**What this task involves:** Retype the listing that follows, leaving nothing out.

**Provided records:**

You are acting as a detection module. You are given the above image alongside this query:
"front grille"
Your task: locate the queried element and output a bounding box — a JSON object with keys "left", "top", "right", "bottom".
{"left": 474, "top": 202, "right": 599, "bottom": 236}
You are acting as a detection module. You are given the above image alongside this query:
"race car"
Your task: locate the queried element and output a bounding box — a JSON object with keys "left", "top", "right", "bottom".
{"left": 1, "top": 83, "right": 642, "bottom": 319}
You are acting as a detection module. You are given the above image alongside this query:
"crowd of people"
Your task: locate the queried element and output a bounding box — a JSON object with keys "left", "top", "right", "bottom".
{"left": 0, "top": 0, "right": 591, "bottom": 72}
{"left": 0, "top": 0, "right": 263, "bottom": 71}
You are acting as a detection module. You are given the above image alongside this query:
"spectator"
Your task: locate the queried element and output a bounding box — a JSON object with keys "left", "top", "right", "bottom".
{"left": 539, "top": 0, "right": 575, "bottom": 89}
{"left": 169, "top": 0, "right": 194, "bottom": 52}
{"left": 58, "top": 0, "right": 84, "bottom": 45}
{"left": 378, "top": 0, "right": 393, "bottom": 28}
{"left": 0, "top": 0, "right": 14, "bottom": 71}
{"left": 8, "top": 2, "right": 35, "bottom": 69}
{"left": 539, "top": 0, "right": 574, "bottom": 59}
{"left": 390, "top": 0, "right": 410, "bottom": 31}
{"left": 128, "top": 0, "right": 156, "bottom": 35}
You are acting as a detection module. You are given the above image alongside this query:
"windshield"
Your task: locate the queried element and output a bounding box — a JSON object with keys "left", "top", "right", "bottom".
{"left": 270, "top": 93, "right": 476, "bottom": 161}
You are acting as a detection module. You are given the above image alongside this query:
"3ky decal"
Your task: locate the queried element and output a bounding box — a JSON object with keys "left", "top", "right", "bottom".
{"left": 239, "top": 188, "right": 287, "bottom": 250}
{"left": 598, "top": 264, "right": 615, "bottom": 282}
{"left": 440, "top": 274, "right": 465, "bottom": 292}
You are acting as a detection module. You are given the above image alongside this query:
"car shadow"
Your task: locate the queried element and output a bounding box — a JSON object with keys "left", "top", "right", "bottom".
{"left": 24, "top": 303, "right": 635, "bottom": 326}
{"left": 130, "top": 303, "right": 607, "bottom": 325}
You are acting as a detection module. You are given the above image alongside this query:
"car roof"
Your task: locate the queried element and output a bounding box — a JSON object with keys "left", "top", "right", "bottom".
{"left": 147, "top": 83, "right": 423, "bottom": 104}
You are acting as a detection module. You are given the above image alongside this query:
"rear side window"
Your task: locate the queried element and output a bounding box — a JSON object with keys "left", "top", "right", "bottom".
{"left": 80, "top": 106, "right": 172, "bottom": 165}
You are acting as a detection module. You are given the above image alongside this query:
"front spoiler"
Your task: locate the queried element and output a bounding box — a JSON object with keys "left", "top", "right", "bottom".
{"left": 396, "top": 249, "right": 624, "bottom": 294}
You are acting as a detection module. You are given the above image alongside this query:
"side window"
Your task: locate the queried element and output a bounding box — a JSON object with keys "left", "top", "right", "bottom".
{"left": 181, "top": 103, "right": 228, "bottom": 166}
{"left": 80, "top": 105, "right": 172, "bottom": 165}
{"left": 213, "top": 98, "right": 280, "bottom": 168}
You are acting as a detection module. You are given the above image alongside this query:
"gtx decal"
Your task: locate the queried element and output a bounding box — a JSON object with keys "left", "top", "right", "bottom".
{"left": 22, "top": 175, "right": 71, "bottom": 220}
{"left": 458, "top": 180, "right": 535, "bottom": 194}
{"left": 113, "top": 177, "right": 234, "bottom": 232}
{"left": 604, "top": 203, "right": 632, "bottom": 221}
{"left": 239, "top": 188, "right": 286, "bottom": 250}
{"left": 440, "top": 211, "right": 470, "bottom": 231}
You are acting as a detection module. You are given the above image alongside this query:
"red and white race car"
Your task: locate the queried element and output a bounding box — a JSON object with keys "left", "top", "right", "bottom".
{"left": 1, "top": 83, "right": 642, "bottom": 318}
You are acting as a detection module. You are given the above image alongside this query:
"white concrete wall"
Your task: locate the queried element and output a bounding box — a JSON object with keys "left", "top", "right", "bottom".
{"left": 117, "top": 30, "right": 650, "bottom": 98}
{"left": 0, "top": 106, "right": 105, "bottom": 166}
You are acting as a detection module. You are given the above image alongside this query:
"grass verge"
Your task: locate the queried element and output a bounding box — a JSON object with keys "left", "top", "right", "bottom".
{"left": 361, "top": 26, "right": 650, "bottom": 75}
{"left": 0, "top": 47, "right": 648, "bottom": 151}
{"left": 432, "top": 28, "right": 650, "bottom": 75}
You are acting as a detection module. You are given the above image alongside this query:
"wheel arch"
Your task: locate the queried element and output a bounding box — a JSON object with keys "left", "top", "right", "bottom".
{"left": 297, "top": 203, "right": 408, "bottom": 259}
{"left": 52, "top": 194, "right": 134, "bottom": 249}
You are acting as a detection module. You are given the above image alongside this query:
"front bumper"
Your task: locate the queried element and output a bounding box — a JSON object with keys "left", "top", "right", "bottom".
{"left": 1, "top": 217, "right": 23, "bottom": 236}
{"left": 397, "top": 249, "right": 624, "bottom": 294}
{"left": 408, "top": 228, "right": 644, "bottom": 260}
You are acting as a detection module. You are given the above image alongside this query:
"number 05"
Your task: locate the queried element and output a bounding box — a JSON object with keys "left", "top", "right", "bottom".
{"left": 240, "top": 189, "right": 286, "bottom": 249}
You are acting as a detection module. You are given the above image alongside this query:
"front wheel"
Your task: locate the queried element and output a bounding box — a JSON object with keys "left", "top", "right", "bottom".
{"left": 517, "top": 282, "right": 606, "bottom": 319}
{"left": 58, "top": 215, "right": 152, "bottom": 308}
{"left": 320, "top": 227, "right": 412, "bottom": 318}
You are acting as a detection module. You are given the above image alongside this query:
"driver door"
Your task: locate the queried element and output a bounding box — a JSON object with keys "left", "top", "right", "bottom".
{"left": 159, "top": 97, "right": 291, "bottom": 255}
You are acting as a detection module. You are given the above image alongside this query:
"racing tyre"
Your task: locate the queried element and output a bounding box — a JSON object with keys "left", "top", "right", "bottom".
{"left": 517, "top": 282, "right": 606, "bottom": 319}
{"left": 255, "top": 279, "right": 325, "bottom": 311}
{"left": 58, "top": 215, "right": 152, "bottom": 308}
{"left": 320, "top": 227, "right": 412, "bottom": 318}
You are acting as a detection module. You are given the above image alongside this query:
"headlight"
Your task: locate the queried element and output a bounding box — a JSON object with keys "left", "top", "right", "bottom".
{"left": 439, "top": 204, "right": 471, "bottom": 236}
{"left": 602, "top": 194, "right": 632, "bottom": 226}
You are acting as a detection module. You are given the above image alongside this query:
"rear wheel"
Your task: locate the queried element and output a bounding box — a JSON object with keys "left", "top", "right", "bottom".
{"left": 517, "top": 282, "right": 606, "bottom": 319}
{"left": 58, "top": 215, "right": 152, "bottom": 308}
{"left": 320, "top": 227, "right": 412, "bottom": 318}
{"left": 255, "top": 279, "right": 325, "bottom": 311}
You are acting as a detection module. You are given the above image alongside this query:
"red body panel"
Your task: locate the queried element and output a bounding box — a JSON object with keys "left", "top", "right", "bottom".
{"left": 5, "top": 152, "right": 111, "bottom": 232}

**Output for this task:**
You are acting as a detection module. You are given the above image alongside this query:
"front grille"
Your task: locate the queried element and output a bounding box — a JSON object with keys "left", "top", "right", "bottom".
{"left": 474, "top": 202, "right": 599, "bottom": 236}
You are acting as a detection module. You are given the above image alongside this query:
"race car"
Your task: locate the queried element and output a bounding box — a JSON object with keys "left", "top", "right", "bottom".
{"left": 1, "top": 83, "right": 642, "bottom": 319}
You are acting as a detection module. You are given the above image alongside this query:
"crowd of people"
Your task: locate the queried element and output a bounding box — a JSON object with keys "left", "top", "right", "bottom".
{"left": 0, "top": 0, "right": 591, "bottom": 72}
{"left": 0, "top": 0, "right": 263, "bottom": 71}
You are acting as a detection module. You are given the above image alongside this query:
"spectator"
Your task: locate the queried element and output a bounding box — a JSON object with keys "left", "top", "right", "bottom".
{"left": 539, "top": 0, "right": 575, "bottom": 89}
{"left": 169, "top": 0, "right": 194, "bottom": 52}
{"left": 58, "top": 0, "right": 84, "bottom": 45}
{"left": 378, "top": 0, "right": 393, "bottom": 28}
{"left": 0, "top": 0, "right": 14, "bottom": 71}
{"left": 8, "top": 2, "right": 35, "bottom": 69}
{"left": 539, "top": 0, "right": 574, "bottom": 59}
{"left": 390, "top": 0, "right": 410, "bottom": 31}
{"left": 128, "top": 0, "right": 156, "bottom": 35}
You are acting as a detection module. You are given the above image alongside this query:
"windshield"
Your task: locate the queried element and output a bounding box — a JSON object with keys "left", "top", "right", "bottom".
{"left": 270, "top": 93, "right": 476, "bottom": 161}
You are acting as a detection module. You are given the above image alongside this query:
"3ky decal"
Your task: locate the queried element and output a bounding box — a JSON object with keys "left", "top", "right", "bottom".
{"left": 239, "top": 188, "right": 287, "bottom": 250}
{"left": 598, "top": 264, "right": 615, "bottom": 282}
{"left": 440, "top": 274, "right": 465, "bottom": 292}
You are acting as a detection module. You are given the above image alongside this query:
"car shadow"
Your task: locate the queried element and output a bounding box — a JSON object with keys "left", "top", "right", "bottom".
{"left": 24, "top": 303, "right": 635, "bottom": 326}
{"left": 130, "top": 303, "right": 607, "bottom": 325}
You are acting as a detection module. You are given the above image alongside this query:
"car roof"
Your task: locate the queried element and output a bounding box — a JSON object with keys "left", "top", "right", "bottom".
{"left": 147, "top": 83, "right": 423, "bottom": 104}
You are acting as a detection module. You are given the above image alongside this query:
"rear side window"
Your task: locate the queried element and output a bounding box — a JSON object with keys "left", "top", "right", "bottom".
{"left": 80, "top": 106, "right": 172, "bottom": 165}
You are acting as a detection module. You are given the above image alongside this query:
"front spoiler"
Your task: locate the queried element and output a bounding box — a JSON object with keys "left", "top", "right", "bottom".
{"left": 396, "top": 249, "right": 624, "bottom": 294}
You are acting as a detection module. You are given the above image alongside this query:
"side window"
Your task: locate the queried element and output a bounding box — a JSON object with keys "left", "top", "right", "bottom".
{"left": 181, "top": 103, "right": 228, "bottom": 166}
{"left": 80, "top": 105, "right": 172, "bottom": 165}
{"left": 213, "top": 98, "right": 280, "bottom": 168}
You are acting as a detection module. You are given the above image alongside this query:
"gtx decal"
Your task: locate the queried element and output a bounding box — a JSON object with keys "left", "top", "right", "bottom".
{"left": 22, "top": 175, "right": 71, "bottom": 220}
{"left": 458, "top": 180, "right": 535, "bottom": 194}
{"left": 113, "top": 177, "right": 234, "bottom": 232}
{"left": 604, "top": 203, "right": 632, "bottom": 221}
{"left": 239, "top": 188, "right": 286, "bottom": 250}
{"left": 440, "top": 211, "right": 470, "bottom": 231}
You are acting as a detection module. You are given the above image alongside this query:
"red and white race car"
Your task: locate the queried element and output a bounding box — a JSON object with keys "left", "top", "right", "bottom".
{"left": 1, "top": 83, "right": 642, "bottom": 318}
You are acting as a detection module. You are given the above image alongside this query:
"white concrete wall"
Your task: locate the queried element and output a bounding box — a JSON object with keys "left", "top", "right", "bottom".
{"left": 117, "top": 30, "right": 650, "bottom": 98}
{"left": 0, "top": 106, "right": 105, "bottom": 166}
You are acting as a detection module. You are given the above image alongside this query:
"grass verge"
Your task: locate the queried element and output a bounding box — a JSON object with keys "left", "top", "right", "bottom".
{"left": 361, "top": 26, "right": 650, "bottom": 75}
{"left": 0, "top": 47, "right": 648, "bottom": 151}
{"left": 432, "top": 28, "right": 650, "bottom": 75}
You are acting as a detection module. You are given the above image alongside this query:
"wheel arch"
Your task: locate the queried element and output a bounding box — a JSON object with keys "left", "top", "right", "bottom".
{"left": 297, "top": 203, "right": 408, "bottom": 259}
{"left": 52, "top": 194, "right": 134, "bottom": 249}
You are acting as a detection module. You are given the above image alongside this query:
"front bumper"
Your task: locate the queried element and output a bounding box — a JSON object with keys "left", "top", "right", "bottom".
{"left": 1, "top": 217, "right": 23, "bottom": 236}
{"left": 397, "top": 249, "right": 624, "bottom": 294}
{"left": 408, "top": 228, "right": 644, "bottom": 260}
You are acting as a detection module. You are given the above image alongside this query:
"number 05"
Your task: locate the queried element and output a bounding box — a JSON object with keys "left", "top", "right", "bottom".
{"left": 240, "top": 189, "right": 286, "bottom": 249}
You are acting as a detection module. You are given the above image alongside this query:
"front wheel"
Your task: locate the queried element and output a bounding box — a JSON object with keys "left", "top", "right", "bottom".
{"left": 517, "top": 282, "right": 606, "bottom": 319}
{"left": 58, "top": 215, "right": 152, "bottom": 308}
{"left": 320, "top": 227, "right": 412, "bottom": 318}
You are acting as a detection module. You are given the above image alongside this query:
"driver door"
Your task: locate the queried element and output a bounding box — a JSON object with keys "left", "top", "right", "bottom".
{"left": 159, "top": 97, "right": 291, "bottom": 255}
You are acting as a detection module. You are given the above image alongside this query:
"racing tyre"
Your task: locate the queried element and output a bounding box — a JSON object with keys "left", "top", "right", "bottom".
{"left": 517, "top": 282, "right": 606, "bottom": 319}
{"left": 255, "top": 279, "right": 325, "bottom": 311}
{"left": 58, "top": 215, "right": 152, "bottom": 308}
{"left": 320, "top": 227, "right": 412, "bottom": 318}
You are acting as a detection module. You are given the above image alongside this query:
"headlight"
Your task: locate the queried element and output a bounding box — a JSON object with keys "left", "top", "right", "bottom".
{"left": 439, "top": 204, "right": 471, "bottom": 236}
{"left": 602, "top": 194, "right": 632, "bottom": 226}
You are acting as a detection module. You are given the above image alongside this query:
"rear wheel"
Your task: locate the queried element and output a bounding box — a JSON object with keys "left", "top", "right", "bottom".
{"left": 517, "top": 282, "right": 606, "bottom": 319}
{"left": 58, "top": 215, "right": 152, "bottom": 308}
{"left": 320, "top": 227, "right": 412, "bottom": 318}
{"left": 255, "top": 279, "right": 325, "bottom": 311}
You are acting as a detection module. You are given the above image alongside this query:
"red body panel"
Your task: locate the queried element and output a bounding box — a JSON object with keys "left", "top", "right", "bottom".
{"left": 5, "top": 152, "right": 111, "bottom": 232}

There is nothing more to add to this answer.